==== DATA RECORDS ====

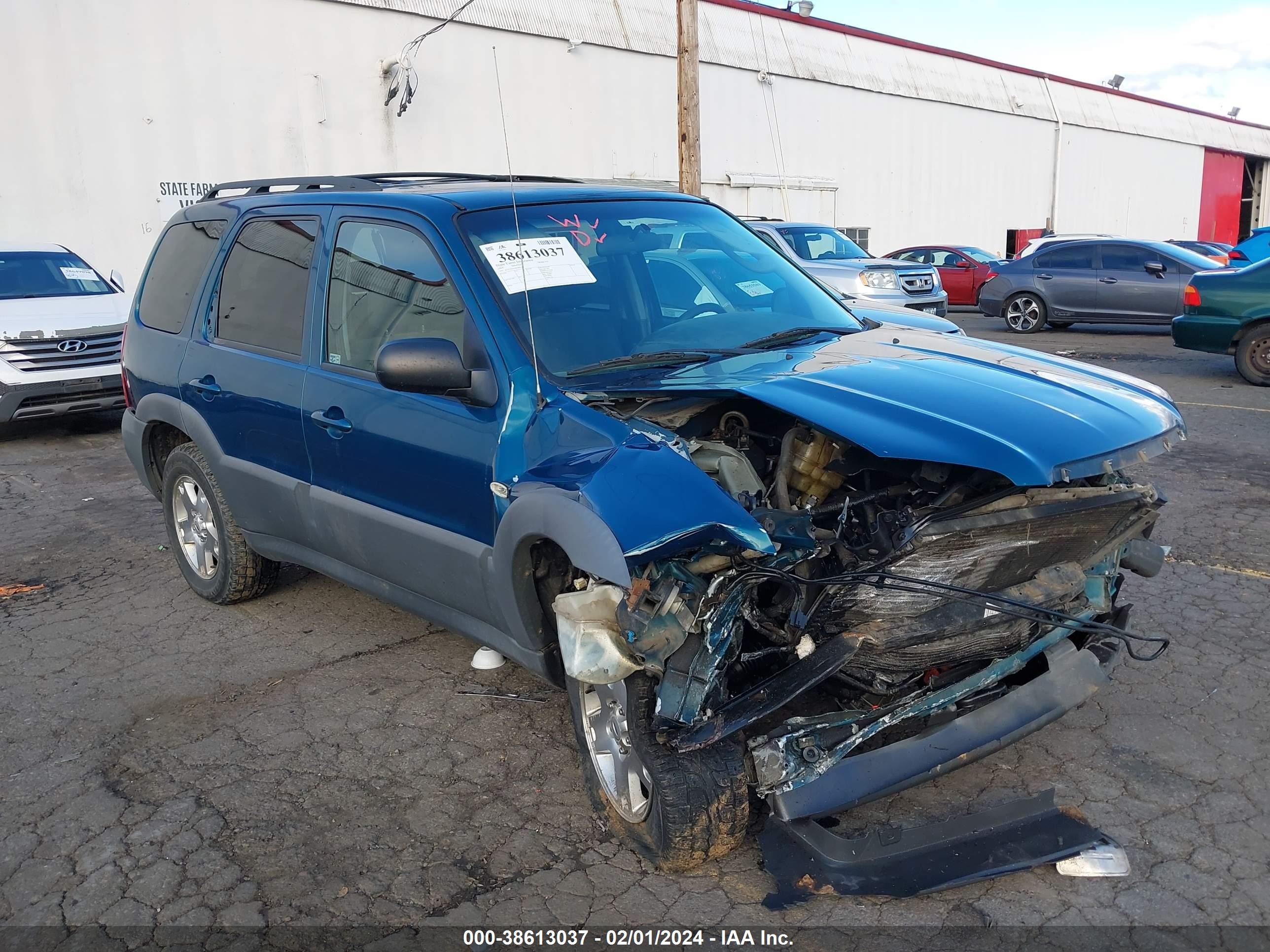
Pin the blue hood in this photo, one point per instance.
(918, 395)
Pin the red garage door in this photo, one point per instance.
(1220, 197)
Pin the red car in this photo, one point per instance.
(963, 268)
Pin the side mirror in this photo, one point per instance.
(432, 366)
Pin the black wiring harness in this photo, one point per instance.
(957, 593)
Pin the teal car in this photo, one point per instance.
(1255, 248)
(1227, 311)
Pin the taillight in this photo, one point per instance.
(124, 371)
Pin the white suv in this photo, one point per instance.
(61, 328)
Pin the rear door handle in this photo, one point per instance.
(334, 426)
(206, 385)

====

EXERCISE AIM -> Produce a verbatim copy of all records, minus pictures.

RESPONSE FOR THIS EXERCISE ->
Pin the blue hood in this photo, one point per instance.
(918, 395)
Pin the red garage door in this photo, one point per instance.
(1220, 197)
Pin the red car in this photo, one point per instance.
(963, 268)
Pin the side mirror in this photo, one point per instance.
(432, 366)
Pin the black wiring harness in this photo, one point per instance.
(957, 593)
Pin the teal car in this photo, one point per instance.
(1255, 248)
(1227, 311)
Pin the taillight in this photo, one point per instance.
(124, 371)
Pin the white suv in this photo, one point per instance.
(61, 328)
Pin the rear door handle in this photo, one point per instance.
(334, 426)
(206, 385)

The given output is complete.